Goal: Return every entry exactly.

Working data:
>>>

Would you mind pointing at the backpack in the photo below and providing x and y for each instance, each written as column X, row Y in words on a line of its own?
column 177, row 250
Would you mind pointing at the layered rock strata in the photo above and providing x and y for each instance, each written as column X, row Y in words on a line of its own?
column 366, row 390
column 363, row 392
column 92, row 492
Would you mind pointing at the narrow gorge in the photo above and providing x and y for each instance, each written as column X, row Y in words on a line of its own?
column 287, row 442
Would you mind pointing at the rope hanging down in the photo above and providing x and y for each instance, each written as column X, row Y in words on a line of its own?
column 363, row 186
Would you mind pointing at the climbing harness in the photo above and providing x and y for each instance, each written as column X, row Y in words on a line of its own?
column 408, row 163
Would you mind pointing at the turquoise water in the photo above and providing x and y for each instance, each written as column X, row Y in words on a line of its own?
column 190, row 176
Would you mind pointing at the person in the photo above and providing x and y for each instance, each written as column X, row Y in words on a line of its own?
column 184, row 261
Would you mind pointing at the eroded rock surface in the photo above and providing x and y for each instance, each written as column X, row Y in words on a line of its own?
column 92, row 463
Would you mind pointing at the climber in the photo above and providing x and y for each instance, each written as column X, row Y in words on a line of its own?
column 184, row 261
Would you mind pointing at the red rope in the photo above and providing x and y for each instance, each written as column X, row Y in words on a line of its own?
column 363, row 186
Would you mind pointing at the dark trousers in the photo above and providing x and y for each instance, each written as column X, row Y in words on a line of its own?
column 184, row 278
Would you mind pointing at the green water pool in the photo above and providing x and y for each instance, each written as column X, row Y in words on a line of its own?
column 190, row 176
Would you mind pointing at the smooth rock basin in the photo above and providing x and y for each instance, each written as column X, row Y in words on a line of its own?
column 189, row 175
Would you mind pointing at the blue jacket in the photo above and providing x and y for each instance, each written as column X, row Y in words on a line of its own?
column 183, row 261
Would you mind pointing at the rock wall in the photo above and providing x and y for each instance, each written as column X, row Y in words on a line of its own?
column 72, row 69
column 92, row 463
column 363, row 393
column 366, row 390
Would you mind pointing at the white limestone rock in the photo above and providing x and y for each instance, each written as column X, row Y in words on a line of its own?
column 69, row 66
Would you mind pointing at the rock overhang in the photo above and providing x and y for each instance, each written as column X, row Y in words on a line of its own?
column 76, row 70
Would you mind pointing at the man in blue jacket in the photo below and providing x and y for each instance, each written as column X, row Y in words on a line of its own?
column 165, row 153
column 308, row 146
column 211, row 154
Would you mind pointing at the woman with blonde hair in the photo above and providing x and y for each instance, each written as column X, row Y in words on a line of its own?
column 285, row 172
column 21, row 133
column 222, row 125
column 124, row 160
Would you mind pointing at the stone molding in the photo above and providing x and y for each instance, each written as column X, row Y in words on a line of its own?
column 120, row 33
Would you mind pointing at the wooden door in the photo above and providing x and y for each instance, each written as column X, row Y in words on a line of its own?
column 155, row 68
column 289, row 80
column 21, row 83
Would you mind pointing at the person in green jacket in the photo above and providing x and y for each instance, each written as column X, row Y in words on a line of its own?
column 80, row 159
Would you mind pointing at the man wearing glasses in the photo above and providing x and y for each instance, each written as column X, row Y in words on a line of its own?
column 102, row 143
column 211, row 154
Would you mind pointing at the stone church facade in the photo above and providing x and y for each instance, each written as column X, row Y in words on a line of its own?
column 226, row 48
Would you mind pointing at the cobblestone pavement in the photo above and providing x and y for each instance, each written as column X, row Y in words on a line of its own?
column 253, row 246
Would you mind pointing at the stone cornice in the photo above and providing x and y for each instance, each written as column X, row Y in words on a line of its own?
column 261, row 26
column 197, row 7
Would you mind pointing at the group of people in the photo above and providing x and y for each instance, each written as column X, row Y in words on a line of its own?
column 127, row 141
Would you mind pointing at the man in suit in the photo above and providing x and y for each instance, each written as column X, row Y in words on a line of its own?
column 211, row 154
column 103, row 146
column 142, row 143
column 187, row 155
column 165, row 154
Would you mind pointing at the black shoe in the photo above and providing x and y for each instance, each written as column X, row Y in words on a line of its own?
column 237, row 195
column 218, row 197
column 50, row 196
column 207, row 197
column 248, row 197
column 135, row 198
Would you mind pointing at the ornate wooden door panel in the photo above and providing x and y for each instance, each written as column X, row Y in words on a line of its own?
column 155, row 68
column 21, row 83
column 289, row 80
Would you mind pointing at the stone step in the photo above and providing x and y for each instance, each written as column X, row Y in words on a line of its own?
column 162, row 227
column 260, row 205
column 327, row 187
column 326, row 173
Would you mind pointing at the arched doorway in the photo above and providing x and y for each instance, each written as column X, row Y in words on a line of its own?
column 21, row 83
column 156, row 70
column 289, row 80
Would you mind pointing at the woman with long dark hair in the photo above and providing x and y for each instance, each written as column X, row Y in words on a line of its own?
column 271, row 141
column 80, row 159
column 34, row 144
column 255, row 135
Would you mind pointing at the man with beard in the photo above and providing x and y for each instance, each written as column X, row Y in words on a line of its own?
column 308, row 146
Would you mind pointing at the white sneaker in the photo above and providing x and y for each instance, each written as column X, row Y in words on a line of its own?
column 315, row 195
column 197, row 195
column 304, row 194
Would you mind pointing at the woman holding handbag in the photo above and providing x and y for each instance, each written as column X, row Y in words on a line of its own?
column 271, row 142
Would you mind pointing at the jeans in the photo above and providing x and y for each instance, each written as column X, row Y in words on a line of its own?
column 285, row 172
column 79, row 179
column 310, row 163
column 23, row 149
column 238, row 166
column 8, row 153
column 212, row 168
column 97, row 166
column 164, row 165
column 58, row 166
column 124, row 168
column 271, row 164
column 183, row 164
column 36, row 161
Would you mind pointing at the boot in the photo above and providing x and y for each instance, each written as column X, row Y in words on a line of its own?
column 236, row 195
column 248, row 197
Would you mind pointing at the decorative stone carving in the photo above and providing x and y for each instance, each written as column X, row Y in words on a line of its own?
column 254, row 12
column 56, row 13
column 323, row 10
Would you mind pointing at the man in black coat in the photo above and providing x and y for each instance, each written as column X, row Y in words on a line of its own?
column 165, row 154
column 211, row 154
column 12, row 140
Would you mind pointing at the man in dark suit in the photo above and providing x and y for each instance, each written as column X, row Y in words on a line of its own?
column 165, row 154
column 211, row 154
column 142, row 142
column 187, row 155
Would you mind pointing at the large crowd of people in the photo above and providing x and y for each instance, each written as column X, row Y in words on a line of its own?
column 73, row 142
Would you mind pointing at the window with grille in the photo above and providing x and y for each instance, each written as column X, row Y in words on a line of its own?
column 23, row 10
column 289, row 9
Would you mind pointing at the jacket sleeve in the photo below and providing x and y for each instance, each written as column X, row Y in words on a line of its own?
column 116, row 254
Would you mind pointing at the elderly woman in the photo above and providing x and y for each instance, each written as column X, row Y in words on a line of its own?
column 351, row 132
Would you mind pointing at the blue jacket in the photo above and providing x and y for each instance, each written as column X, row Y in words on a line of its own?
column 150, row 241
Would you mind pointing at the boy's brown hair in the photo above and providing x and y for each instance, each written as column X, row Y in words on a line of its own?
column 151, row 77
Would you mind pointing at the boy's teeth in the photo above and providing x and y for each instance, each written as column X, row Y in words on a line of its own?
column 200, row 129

<<<

Solution for this task:
Would you mind pointing at the backpack in the photo below and providing x and y for each instance, each written as column X, row Y in words on a line of its own?
column 177, row 250
Would you mind pointing at the layered rock strata in the photo above and providing x and y for each instance, each written as column X, row Y in words on a line of its own?
column 366, row 390
column 363, row 392
column 92, row 492
Would you mind pointing at the narrow gorge in the photo above and providing x and y for each instance, each written as column X, row Y in words on a line of its own?
column 287, row 442
Would you mind pointing at the rope hanging down in the photo above and providing x and y for each instance, each written as column X, row Y in words on a line of its own?
column 363, row 186
Would you mind pointing at the climbing harness in the photo above and providing x and y for each instance, each written as column X, row Y in words on a line of its own?
column 408, row 163
Would you mind pointing at the turquoise water in the photo above and providing x and y for each instance, each written as column X, row Y in words on a line of its own?
column 190, row 176
Would you mind pointing at the person in the photo above and providing x and y for each instance, each written as column X, row Y in words on a line of its own?
column 184, row 261
Would you mind pointing at the eroded rock surface in the photo above and providing x and y for each instance, each written as column X, row Y in words on a line of its own?
column 92, row 463
Would you mind pointing at the climber in the photo above and providing x and y for each instance, each written as column X, row Y in words on a line of its own?
column 184, row 261
Would you mind pointing at the red rope in the photo above and providing x and y for each instance, each written as column X, row Y in words on a line of its own?
column 363, row 186
Would you mind pointing at the dark trousers in the photo above and providing x and y for each instance, each written as column X, row Y in words on a line of its own?
column 184, row 278
Would you mind pointing at the green water pool in the photo above and providing x and y for each instance, each written as column X, row Y in words on a line of its own?
column 190, row 176
Would you mind pointing at the smooth rock basin in the photo above and providing x and y for each instance, each written as column X, row Y in words on a line of its own?
column 189, row 175
Would you mind pointing at the blue jacket in the photo above and providing x and y for each instance, each written as column X, row Y in words on a line of its own?
column 183, row 261
Would you mind pointing at the rock wall in the photo above and providing x and y for each instance, each written as column X, row Y in words on a line of its own?
column 72, row 69
column 92, row 463
column 363, row 393
column 366, row 390
Would you mind pointing at the white limestone rock in the photo above and providing x and y for each instance, each written as column X, row Y in words on a line of its own?
column 69, row 66
Would you mind pointing at the rock overhang in the photo above and providing x and y for each instance, each written as column X, row Y in words on a line of its own?
column 76, row 70
Would you mind pointing at the man in blue jacket in the photo below and providing x and y for each instance, each written as column X, row Y in words on a line of its own?
column 165, row 153
column 308, row 146
column 211, row 154
Would you mind pointing at the woman with blonde hair in the photo above and providing x and y for each instance, each written as column X, row Y in words on a line of its own?
column 285, row 172
column 21, row 133
column 222, row 125
column 124, row 160
Would you mind pointing at the stone molding in the photo above and providing x and y for each instance, each written as column X, row Y in words on a line of its own?
column 120, row 33
Would you mind pointing at the wooden door in the photo above and providing x and y for each instance, each written as column X, row Y in words on a line of its own?
column 155, row 68
column 289, row 80
column 21, row 83
Would you mind pointing at the person in green jacket in the photo above and providing x and y for each instance, each written as column X, row Y in words on a line of its own?
column 80, row 159
Would you mind pointing at the man wearing glasses in the photo above and providing x and y for each instance, each written as column X, row Y in words on a line of its own?
column 102, row 143
column 211, row 154
Would you mind pointing at the stone church facade in the photo above and providing x and y for each instance, each written as column X, row Y in words on a line of its own?
column 226, row 48
Would you mind pointing at the cobblestone pavement in the photo above and providing x and y for each instance, each written as column X, row Y in words on a line of its own?
column 253, row 246
Would you mind pointing at the stone cornice in the photo above and providing x and y for each instance, each written as column X, row Y in words on a line of its own?
column 261, row 26
column 197, row 7
Would you mind pointing at the group of people in the photo above and providing x and y for each instance, each written as column X, row Y in words on a line of its own?
column 127, row 141
Would you mind pointing at the man in suit in the photo above and providing x and y for each instance, each written as column X, row Y in words on a line of its own?
column 211, row 154
column 103, row 146
column 142, row 143
column 187, row 155
column 165, row 154
Would you mind pointing at the black shoe in the photo above and providing x and y for each instance, each written as column X, row Y in words on a line of its own?
column 237, row 195
column 218, row 197
column 50, row 196
column 207, row 197
column 248, row 197
column 135, row 198
Would you mind pointing at the ornate wooden door panel in the photo above and providing x and y for each instance, each written as column X, row Y in words on a line of its own?
column 155, row 68
column 21, row 83
column 289, row 80
Would you mind pointing at the stone step in the photo above and providing x and y for each instance, each written as column X, row Y in words on a line of its own?
column 162, row 227
column 260, row 205
column 327, row 187
column 326, row 173
Would you mind pointing at the arched doorway in the photo above and providing x and y for each instance, each written as column X, row Y in words on a line of its own?
column 21, row 83
column 156, row 70
column 289, row 80
Would you mind pointing at the woman with long dark hair in the photo above and providing x and y for each instance, each written as column X, row Y in words on a line of its own?
column 271, row 141
column 80, row 159
column 34, row 144
column 255, row 135
Would you mind pointing at the man with beard in the photo above and providing x and y for each instance, each written as column X, row Y in words on a line of its own?
column 308, row 146
Would you mind pointing at the white sneaker in the photo above and providing x and y for each instance, each written as column X, row Y in words on a line of its own?
column 315, row 195
column 197, row 195
column 304, row 194
Would you mind pointing at the woman holding handbag in the photo above and providing x and y for each instance, each written as column X, row Y in words on a line of its own?
column 271, row 142
Would you mind pointing at the jeans in the photo above and providing x and y for each instance, each written as column X, row Y in words on a line of its own?
column 285, row 172
column 79, row 179
column 310, row 163
column 23, row 149
column 238, row 166
column 8, row 153
column 212, row 168
column 97, row 166
column 164, row 165
column 58, row 166
column 124, row 168
column 271, row 164
column 183, row 164
column 36, row 161
Would you mind pointing at the boot in the photo above and providing x and y for each instance, each written as column X, row Y in words on a line of its own?
column 236, row 195
column 248, row 197
Would you mind pointing at the decorative stone carving in the photo above and providing x and y for each instance, each written as column X, row Y in words on a line of its own?
column 254, row 12
column 56, row 13
column 323, row 10
Would you mind pointing at the man in black coat in the photo above and providing x and y for each instance, each written as column X, row Y in words on a line of its own?
column 165, row 154
column 211, row 154
column 12, row 140
Would you mind pointing at the man in dark suit in the photo above and providing x and y for each instance, each written as column X, row Y in words on a line of its own?
column 165, row 154
column 211, row 154
column 142, row 142
column 187, row 155
Would you mind pointing at the large crowd of people in the photo above and providing x and y for each instance, each written as column X, row Y in words on a line of its own?
column 73, row 142
Would you mind pointing at the window with grille in the photo above and providing x and y for each instance, each written as column X, row Y in words on a line of its own?
column 23, row 10
column 289, row 9
Would you mind pointing at the jacket sleeve in the photo below and providing x and y for each instance, each written as column X, row Y in words on a line of its own?
column 116, row 254
Would you mind pointing at the elderly woman in the photo above and providing x and y for each instance, each written as column X, row Y in words on a line of its own?
column 351, row 132
Would you mind pointing at the blue jacket in the photo above and providing x and y for each instance, each written as column X, row Y in words on a line of its own?
column 150, row 241
Would you mind pointing at the boy's brown hair in the photo above and providing x and y for each instance, each written as column X, row Y in words on a line of its own?
column 151, row 77
Would you mind pointing at the boy's teeth in the photo above and providing x and y for each instance, each written as column X, row Y in words on a line of its own?
column 200, row 129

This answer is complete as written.